## EXCERPT TO READ
----------------

Ann Coulter

My brothers and I always figured we'd have no inheritance, but there would be a lovely memorial to Oliver North somewhere.

Mother may have thought her most notable characteristic was her Republican activism, but, for the rest of us, it was her constant, unconditional love. She was a little love machine, spreading warmth and joy wherever she went.

Every time she'd see me, even after just a few days' absence, she'd hug me as if I had been lost in the Himalayan Mountains for the past 20 years.

On Mother's birthday last year, I had a dinner party for her with Rush Limbaugh, Conrad Black and my friends Peter and Angie.

Mother was always delighted to be with people talking about politics -- actually she told me that, lately, she was delighted to be around any conversations that didn't involve who had a doctor's appointment or who had died that day.

So I let her stay up until 3 a.m. that night, well past her bedtime. Mother was so happy that after I had her all tucked in and the lights out, I heard her singing herself to sleep.

Even on the rare occasions when I'd be cross with her, she'd completely forget about it, and within 10 seconds would be telling me what a wonderful, precious daughter I was. My brother Jimmy found out recently that she'd even forgotten that he had caused her to miss Reagan's first inauguration by getting in a car accident the night before we were leaving -- and she never should have forgotten that.

Everyone wanted my mother to be his mother. (The "his" in that sentence is grammatically correct and Mother would never let us forget it.) I'm sure everyone thinks he has the perfect mother, but we really did.

Since I was a little girl, friends, relatives and neighbors would bring their problems to Mother. She had a rare combination of being completely moral and completely nonjudgmental at the same time -- the exact opposite of liberals who have absolutely no morals and yet are ferociously judgmental.

----------------

## PROVIDED DATA

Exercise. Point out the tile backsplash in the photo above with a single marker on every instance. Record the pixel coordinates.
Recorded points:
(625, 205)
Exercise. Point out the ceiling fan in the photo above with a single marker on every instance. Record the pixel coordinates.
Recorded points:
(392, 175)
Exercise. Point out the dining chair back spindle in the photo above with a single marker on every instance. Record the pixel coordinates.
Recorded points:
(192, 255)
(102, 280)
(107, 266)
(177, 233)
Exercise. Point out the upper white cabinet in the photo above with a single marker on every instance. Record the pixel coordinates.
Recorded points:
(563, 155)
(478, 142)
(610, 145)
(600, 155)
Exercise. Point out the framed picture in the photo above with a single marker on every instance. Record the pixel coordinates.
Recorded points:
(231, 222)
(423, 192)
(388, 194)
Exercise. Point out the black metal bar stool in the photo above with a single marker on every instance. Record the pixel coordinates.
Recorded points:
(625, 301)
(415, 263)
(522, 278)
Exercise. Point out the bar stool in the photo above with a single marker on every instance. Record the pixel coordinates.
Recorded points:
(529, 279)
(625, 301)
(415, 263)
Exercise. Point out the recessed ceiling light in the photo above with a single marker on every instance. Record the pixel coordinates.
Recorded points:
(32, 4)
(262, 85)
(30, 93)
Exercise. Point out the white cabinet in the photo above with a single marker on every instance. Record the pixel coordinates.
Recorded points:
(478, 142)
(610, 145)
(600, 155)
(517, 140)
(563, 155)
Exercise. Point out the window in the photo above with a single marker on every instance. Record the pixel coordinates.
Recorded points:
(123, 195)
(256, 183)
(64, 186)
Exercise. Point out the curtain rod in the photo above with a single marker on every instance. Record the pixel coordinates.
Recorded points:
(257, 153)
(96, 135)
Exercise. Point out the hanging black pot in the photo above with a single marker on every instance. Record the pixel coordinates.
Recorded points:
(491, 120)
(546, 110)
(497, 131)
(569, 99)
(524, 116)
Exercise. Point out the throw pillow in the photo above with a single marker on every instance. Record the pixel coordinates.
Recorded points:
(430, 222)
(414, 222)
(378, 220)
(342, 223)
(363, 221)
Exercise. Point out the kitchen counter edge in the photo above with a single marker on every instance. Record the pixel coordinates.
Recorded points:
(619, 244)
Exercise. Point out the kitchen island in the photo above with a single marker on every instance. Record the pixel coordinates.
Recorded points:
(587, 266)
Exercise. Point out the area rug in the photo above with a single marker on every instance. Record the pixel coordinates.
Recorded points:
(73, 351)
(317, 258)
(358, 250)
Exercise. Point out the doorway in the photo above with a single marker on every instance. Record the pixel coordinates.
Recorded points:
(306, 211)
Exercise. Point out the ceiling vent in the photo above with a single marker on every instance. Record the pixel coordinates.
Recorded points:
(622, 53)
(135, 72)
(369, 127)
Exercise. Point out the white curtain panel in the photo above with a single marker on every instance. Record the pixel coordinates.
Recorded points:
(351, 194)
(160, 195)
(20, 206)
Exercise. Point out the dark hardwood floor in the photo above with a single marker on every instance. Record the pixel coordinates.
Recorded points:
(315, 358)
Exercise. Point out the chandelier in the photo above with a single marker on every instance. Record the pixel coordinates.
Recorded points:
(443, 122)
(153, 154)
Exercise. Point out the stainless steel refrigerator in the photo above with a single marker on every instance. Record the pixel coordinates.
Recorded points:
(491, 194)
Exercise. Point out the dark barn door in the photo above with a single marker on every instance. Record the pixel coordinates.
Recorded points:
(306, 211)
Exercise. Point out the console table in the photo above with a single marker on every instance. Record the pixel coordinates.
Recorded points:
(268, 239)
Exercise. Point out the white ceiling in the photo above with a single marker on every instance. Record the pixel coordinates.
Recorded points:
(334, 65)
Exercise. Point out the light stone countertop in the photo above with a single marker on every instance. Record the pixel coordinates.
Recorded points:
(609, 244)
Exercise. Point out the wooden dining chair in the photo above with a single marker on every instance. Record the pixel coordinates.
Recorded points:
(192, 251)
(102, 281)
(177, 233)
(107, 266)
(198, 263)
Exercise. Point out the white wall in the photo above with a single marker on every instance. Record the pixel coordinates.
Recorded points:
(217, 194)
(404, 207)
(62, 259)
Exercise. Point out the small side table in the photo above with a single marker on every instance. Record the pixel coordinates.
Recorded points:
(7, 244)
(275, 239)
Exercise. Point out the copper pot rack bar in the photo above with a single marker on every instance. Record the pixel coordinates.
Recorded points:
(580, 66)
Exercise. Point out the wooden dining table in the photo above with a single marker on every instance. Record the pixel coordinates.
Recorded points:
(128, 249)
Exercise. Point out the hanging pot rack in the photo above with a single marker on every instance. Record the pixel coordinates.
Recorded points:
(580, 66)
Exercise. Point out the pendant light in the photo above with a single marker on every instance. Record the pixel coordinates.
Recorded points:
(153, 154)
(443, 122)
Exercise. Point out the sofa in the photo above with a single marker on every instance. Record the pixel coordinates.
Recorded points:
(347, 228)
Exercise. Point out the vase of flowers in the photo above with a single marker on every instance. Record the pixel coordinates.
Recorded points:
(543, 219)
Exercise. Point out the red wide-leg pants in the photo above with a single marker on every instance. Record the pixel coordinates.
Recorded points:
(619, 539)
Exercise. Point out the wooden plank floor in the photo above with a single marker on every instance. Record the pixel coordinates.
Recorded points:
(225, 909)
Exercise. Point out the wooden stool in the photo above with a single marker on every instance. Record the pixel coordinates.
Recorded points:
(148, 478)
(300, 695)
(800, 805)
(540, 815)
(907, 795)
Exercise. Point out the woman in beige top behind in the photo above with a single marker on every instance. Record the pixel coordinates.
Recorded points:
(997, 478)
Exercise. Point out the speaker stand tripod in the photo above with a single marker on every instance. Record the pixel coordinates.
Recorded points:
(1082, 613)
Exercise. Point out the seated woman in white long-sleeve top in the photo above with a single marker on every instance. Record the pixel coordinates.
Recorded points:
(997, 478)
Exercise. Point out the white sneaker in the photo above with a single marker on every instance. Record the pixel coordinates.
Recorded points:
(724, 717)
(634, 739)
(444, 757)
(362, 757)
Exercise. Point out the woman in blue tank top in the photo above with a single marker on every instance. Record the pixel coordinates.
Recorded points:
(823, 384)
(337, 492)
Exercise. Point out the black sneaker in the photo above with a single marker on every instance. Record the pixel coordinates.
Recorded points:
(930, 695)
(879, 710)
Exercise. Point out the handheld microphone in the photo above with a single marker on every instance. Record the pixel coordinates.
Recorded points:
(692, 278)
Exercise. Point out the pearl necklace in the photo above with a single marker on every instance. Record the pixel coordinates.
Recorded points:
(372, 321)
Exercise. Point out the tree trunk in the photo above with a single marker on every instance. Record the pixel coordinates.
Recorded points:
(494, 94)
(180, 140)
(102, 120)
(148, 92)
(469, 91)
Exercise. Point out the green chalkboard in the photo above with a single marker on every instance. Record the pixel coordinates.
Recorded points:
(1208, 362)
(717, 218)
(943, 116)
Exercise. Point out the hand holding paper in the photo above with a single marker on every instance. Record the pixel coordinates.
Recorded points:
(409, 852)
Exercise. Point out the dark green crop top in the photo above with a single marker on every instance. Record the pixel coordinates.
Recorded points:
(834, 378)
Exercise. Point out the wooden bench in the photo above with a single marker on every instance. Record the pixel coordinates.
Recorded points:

----------------

## WHAT YOU NEED TO DO
[1] In the tribute to Mother, what event did Jimmy's car accident make her miss?
[2] Resume the tribute to Mother after its last sentence and continue it.
The material has no part in this.

## RESULTS OF THE TASKS
[1] Reagan's first inauguration.

[2]
You could tell Mother anything, get good counsel and not end up feeling worse about yourself.

Several of Mother's New Canaan friends sent us notes last week, calling her a "gentle lady" and remarking that she never had an unkind word for anyone.

As a family member, I can assure you that -- much to our annoyance -- she really did never have an unkind word for anyone. I mean, except Democrats, but not anyone she knew.

Whenever the rest of us would be making fun of someone -- trust me, always for good and sound reasons -- Mother would somehow manage to muster up a defense of the miscreant. Father would always smile and say, "Your mother defends everyone."

She was, in fact, such a "gentle lady" that I had to go to her doctors' appointments and hospital visits with her and be her Mother Lion. If officious hospital administrators had told Mother to get off a gurney, go outside in the pouring rain and stand on one foot for three hours before the doctor would see her, she'd thank them profusely and apologize for being such a bother.

She viewed her doctors' appointments as social visits, which is the other reason I'd have to go with her, to make sure we eventually got around to the business end of the appointment.

When she began her final decline last fall, she had to go to her Connecticut doctor without me to find out what was wrong. This was the first time she didn't seem to be getting better after a chemo treatment.

So I had been worrying about her appointment all day, but when I called her that night, she immediately turned the subject to me and asked me how my book was going.

I insisted on knowing if she had seen the doctor and she perked up and brightly told me that, oh yes, she had seen him, he had all my books in his office, he was worried about Obama, too, and he has such beautiful children!

Before she launched into a spirited discussion of his children's extracurricular activities and triumphs on the athletic field, I had to ask her, "Mommy, did the doctor happen to say anything about why you're feeling lousy?"

It turned out, of course, that it was the ovarian cancer -- as well as the massive amounts of poison she had been receiving to kill the cancer over the past five years. That was the beginning of the end.

Now I'll never be able to introduce my Mother to friends and surprise them with her charming Southern accent.

And I'll never see my mother's beautiful face again, at least not for the next several decades here on Earth. I've been looking at her across the room in doctors' offices over the past few years, thinking to myself: There will come a point when you won't see that face again.

Her angelic face always looked like home to me. My whole life, as soon as I'd see my mother's face I'd know I was safe, whether I was a little girl lost in a department store or a big girl with a problem, who needed her mother.

Thanks to the doctors at Memorial Sloan-Kettering and mother's fighting Kentucky spirit, we got to see that face much longer than anyone ever expected.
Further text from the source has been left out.